◆ **DESCRIPTION OF THE TASK**
In the news story on the state of U.S. waters, which state is said to have the most impaired river and stream miles?

◆ **SELECTED EXCERPT**
####

Half of U.S. waters don’t meet law’s base standards: report

By Hannah Northey | 03/17/2022 01:28 PM EDT

Cement Creek, which was flooded with millions of gallons of mining wastewater, was pictured on August 11, 2015, where it meets with the Animas River in Silverton, Colo.

Cement Creek, which was flooded with millions of gallons of mining wastewater, was pictured on August 11, 2015, where it meets with the Animas River in Silverton, Colo. Theo Stroomer/Getty Images

This story was updated at 3:05 p.m. EDT.

A lack of federal enforcement, outdated pollution standards and chronic budget cuts have kept EPA and states from reaching ambitious goals under the Clean Water Act for cleaning up U.S. waterways five decades after the landmark law was enacted, according to a new report.

Despite EPA’s vow to ensure “fishable, swimmable” waters across the nation by 1983 and eliminate pollution flowing into navigable waters by 1985, an analysis of recent data released today shows the agency has not met those Clean Water Act obligations.


“Today, almost four decades after the Clean Water Act’s deadline for ‘fishable and swimmable’ waters across the U.S., 50 percent of assessed river and stream miles across the U.S. — more than 700,000 miles of waterways — remain impaired with pollution, as well as 55 percent of lake acres and 25 percent of estuary miles,” wrote authors from the Environmental Integrity Project, a nonprofit launched by former EPA attorneys in 2002.

An EPA spokesperson said the agency is aware of and reviewing the report.

Overall, the report shows that more than half the nation’s lake acres that have been studied in recent years and 25 percent of the assessed bays and estuaries are impaired, meaning they cannot be used safely for one or more public uses, including swimming, fishing or as a source of drinking water.

Indiana, according to the analysis, has the most impaired river and stream miles out of all states, followed closely by Oregon, South Carolina, Michigan and California.

Comparatively, Florida ranks first in the nation for total acres of lakes classified as impaired for swimming and aquatic life — or 873,340 acres — and second for total lake acres listed as impaired for any use, according to the report.

But authors of the study also warned that key data is missing from states where funding for environmental monitoring has been slashed in recent years.

“The true extent of the nation’s water pollution is unknown because few states monitor all their waterways,” they wrote. “Due to limited funding and budget cuts, many state environmental agencies do not have the staff to test all their waters within mandated time periods — usually between six and 10 years, depending on state rules.”

Exactly what’s plaguing the nation’s waterways ranges from toxins and runoff to warming weather, authors told reporters during a call today. Eric Schaeffer, EIP’s executive director and former director of civil enforcement at EPA, said climate change is a major factor in states like Oregon where a number of streams are impaired because they’ve gotten too warm, while states like Indiana are facing a deluge of agricultural and industrial runoff but also took a closer look than other states at waterways there.

“This is an area where the more you look, the more you’ll find,” said Schaeffer.

EIP laid out seven recommendations for boosting the effectiveness of the Clean Water Act both at EPA and on Capitol Hill.

Schaeffer said EPA and states need better tools to enforce the Clean Water Act, including “more funding, stronger enforcement, and better control of farm runoff to clean up waters that are still polluted after half a century.”

####

◆ **SUPPLIED MATERIAL**
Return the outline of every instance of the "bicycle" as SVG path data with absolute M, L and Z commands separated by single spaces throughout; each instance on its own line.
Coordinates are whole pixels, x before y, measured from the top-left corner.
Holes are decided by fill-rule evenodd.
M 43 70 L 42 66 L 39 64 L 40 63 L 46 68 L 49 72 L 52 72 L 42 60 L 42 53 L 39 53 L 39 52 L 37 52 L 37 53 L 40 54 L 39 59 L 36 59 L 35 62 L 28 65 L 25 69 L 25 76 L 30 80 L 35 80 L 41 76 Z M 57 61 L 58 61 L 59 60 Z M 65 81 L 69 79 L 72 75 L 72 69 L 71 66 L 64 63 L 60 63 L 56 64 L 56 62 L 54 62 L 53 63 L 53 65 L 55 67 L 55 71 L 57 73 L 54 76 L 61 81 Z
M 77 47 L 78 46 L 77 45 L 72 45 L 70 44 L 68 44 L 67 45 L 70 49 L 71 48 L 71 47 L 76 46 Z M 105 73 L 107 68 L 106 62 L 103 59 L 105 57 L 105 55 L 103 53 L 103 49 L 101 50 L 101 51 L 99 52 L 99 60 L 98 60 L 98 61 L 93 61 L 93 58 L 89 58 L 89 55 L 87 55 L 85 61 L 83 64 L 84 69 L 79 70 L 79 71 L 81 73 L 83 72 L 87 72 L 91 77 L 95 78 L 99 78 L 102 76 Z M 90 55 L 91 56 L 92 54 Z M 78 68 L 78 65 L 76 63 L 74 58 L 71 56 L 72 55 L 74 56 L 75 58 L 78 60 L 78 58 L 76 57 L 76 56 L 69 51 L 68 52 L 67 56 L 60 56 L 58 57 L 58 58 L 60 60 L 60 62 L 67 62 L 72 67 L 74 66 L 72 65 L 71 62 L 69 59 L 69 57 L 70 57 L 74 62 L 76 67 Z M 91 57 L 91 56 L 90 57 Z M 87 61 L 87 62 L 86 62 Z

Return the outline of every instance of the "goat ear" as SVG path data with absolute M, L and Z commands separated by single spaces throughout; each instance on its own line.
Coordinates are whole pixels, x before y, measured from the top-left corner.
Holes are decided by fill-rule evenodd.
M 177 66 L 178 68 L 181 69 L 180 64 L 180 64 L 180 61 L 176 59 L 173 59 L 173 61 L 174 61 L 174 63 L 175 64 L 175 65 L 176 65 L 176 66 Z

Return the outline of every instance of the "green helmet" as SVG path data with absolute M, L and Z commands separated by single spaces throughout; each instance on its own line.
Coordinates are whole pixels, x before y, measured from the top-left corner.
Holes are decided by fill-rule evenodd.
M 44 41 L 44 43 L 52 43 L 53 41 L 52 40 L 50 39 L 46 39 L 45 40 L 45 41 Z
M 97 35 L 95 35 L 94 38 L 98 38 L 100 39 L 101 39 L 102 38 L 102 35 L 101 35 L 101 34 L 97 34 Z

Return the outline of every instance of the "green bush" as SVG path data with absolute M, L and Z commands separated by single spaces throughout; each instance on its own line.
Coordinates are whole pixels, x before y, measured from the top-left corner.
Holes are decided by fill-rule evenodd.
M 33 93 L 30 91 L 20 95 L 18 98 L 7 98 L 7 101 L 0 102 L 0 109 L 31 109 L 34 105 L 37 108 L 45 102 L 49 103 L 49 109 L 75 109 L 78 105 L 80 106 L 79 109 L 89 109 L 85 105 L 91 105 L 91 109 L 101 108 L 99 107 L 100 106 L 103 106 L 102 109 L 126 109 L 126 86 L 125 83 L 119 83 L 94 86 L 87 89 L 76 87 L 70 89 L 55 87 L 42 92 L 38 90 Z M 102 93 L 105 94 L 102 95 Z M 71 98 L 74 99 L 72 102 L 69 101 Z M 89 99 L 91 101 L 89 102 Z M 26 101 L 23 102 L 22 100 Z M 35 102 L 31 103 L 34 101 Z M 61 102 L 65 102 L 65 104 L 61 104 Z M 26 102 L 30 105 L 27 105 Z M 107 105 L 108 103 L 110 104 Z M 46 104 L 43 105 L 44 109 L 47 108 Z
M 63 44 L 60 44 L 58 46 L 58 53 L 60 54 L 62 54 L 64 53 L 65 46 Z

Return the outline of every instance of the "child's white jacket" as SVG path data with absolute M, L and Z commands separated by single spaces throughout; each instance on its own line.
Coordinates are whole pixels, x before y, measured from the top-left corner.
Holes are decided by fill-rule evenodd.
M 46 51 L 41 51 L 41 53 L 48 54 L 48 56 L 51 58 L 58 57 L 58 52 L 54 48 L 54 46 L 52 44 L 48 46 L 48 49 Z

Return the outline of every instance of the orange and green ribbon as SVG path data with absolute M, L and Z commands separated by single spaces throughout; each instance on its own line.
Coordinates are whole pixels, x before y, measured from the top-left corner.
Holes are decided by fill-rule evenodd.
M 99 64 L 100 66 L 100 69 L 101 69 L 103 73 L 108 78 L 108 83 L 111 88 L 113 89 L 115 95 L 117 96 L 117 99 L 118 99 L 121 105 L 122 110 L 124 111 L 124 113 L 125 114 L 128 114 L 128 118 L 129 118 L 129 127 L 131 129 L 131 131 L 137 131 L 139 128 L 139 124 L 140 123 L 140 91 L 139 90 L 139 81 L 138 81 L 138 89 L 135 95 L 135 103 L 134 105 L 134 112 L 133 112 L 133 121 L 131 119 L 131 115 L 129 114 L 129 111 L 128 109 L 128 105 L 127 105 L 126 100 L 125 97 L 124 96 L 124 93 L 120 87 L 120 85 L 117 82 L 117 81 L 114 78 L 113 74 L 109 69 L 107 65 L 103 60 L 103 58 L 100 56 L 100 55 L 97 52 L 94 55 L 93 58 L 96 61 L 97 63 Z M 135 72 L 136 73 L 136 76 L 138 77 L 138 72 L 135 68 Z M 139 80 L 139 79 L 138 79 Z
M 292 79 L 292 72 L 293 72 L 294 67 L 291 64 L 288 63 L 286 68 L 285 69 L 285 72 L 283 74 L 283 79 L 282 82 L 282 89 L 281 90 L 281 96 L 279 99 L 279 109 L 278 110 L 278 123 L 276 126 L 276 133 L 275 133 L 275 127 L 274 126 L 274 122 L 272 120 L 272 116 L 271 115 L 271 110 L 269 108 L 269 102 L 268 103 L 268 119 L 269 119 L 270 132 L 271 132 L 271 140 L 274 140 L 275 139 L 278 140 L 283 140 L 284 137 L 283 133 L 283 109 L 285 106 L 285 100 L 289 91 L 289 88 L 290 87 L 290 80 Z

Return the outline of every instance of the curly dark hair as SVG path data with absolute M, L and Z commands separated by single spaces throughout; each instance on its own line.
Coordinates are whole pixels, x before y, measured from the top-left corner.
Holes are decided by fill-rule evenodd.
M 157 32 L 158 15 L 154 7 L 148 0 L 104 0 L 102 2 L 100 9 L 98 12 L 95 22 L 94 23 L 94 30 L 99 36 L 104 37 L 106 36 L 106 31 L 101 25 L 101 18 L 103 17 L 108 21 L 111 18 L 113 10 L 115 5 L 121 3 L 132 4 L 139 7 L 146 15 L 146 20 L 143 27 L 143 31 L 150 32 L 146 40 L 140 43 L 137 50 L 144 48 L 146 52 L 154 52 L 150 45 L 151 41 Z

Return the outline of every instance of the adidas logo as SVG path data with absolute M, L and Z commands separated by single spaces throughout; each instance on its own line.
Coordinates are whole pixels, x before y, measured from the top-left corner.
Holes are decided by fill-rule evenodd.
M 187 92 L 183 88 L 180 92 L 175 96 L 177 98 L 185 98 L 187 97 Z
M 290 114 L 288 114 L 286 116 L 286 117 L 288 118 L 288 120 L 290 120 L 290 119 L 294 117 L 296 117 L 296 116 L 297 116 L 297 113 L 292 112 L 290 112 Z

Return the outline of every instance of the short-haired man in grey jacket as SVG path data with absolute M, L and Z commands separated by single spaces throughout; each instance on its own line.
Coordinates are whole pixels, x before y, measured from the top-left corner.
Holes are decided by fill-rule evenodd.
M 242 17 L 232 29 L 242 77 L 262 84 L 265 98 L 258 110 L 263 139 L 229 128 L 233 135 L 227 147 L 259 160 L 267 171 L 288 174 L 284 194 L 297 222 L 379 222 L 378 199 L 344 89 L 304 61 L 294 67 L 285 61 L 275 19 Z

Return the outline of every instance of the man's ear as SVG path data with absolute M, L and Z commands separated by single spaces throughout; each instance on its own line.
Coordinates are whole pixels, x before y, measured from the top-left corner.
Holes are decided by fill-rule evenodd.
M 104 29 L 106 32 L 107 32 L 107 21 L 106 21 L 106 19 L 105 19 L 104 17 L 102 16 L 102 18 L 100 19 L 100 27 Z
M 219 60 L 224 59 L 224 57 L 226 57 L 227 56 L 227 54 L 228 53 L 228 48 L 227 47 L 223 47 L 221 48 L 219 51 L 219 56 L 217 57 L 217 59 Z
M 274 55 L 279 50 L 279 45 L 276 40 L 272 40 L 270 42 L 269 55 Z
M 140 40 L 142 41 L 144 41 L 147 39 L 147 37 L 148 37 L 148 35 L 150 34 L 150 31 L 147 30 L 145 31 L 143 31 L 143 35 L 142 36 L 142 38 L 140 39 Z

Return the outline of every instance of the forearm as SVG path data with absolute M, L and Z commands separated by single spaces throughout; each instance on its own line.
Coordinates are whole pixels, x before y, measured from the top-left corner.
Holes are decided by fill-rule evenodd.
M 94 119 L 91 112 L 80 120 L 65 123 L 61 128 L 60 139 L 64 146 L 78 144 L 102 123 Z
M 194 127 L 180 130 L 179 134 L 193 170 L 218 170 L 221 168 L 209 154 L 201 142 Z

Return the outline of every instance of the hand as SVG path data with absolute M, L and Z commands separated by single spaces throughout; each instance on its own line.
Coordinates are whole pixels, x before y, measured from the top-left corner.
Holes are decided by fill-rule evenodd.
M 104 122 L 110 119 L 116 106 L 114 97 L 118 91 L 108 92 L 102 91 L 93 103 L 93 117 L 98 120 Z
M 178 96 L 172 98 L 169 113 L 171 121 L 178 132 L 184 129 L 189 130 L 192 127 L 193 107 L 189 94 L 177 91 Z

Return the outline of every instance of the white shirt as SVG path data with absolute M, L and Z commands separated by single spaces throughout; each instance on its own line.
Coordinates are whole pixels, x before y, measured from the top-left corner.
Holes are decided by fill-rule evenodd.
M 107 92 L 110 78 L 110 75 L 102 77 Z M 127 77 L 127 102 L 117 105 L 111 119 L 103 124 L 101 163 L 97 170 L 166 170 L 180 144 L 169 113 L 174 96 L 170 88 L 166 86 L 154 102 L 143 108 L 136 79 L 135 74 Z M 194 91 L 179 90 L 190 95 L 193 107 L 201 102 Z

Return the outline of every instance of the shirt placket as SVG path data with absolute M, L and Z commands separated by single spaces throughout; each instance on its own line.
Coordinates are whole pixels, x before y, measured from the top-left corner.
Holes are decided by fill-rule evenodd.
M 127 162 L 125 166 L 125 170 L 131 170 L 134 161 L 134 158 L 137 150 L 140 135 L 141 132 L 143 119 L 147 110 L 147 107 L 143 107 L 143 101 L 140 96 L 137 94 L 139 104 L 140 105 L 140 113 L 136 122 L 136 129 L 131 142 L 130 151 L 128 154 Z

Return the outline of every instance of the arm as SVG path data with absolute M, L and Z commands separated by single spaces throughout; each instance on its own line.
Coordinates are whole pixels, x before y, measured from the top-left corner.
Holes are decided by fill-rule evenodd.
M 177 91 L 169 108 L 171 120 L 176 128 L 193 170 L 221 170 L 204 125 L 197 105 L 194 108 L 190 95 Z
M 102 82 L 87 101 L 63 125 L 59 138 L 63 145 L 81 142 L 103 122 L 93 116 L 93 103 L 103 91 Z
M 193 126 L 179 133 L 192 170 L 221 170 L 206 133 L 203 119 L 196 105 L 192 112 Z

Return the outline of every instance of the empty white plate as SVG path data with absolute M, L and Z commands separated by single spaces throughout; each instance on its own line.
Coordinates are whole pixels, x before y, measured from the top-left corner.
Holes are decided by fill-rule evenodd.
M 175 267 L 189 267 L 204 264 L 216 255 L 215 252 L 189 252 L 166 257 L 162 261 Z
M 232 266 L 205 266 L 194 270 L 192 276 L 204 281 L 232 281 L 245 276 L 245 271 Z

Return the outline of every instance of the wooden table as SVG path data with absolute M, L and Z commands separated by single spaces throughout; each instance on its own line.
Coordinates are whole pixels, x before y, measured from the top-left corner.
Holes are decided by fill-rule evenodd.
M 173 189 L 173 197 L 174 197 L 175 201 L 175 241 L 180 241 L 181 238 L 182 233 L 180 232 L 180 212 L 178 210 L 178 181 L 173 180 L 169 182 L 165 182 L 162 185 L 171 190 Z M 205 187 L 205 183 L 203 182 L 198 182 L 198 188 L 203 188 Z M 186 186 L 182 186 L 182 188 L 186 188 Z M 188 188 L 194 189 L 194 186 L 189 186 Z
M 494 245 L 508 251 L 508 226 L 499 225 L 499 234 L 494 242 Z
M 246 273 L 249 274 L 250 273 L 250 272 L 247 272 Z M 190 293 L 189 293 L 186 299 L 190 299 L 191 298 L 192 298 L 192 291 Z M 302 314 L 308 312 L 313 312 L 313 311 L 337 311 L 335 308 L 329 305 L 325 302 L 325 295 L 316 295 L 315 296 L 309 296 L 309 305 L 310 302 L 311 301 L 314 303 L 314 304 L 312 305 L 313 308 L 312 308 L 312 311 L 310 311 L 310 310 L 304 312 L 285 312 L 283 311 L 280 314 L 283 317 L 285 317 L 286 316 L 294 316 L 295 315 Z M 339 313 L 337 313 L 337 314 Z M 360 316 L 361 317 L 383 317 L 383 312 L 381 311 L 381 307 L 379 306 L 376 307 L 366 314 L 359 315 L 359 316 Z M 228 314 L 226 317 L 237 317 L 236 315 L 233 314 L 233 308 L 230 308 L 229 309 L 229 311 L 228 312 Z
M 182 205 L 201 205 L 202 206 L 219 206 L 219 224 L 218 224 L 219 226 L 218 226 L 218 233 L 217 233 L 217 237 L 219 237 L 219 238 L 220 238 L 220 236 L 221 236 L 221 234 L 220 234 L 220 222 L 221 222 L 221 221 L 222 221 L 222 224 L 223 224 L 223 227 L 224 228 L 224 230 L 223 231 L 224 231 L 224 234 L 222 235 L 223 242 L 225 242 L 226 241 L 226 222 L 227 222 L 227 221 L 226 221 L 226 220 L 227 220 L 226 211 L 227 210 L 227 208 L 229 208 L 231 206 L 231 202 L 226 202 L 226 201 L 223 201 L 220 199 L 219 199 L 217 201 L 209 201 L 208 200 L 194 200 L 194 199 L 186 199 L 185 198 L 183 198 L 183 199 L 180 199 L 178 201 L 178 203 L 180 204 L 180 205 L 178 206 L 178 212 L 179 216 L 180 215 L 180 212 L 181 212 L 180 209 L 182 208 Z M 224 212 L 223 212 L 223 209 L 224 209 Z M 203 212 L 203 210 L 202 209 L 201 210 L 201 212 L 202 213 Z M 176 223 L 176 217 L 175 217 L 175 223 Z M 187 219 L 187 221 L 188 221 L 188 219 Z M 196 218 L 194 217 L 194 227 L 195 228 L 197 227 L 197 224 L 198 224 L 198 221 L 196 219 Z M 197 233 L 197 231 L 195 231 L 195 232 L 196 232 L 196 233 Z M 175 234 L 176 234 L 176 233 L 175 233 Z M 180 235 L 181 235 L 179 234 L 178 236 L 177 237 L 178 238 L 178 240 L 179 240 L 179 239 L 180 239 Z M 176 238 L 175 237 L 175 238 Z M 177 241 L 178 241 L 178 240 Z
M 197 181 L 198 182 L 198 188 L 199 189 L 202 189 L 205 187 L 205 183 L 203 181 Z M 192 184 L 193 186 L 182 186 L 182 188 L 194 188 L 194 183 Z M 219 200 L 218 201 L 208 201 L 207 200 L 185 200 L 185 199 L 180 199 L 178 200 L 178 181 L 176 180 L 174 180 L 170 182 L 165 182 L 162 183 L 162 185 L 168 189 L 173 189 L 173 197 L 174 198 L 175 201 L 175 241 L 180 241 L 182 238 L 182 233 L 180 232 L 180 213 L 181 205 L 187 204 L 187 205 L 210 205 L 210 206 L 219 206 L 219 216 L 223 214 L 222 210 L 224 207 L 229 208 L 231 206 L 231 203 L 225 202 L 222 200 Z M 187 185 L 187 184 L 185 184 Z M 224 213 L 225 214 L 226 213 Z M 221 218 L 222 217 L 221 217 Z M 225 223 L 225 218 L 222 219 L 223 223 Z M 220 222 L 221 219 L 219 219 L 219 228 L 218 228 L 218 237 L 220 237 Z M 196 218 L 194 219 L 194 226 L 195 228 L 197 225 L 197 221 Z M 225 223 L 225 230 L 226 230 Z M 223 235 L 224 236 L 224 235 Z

####

◆ **WRITTEN REPLY**
Indiana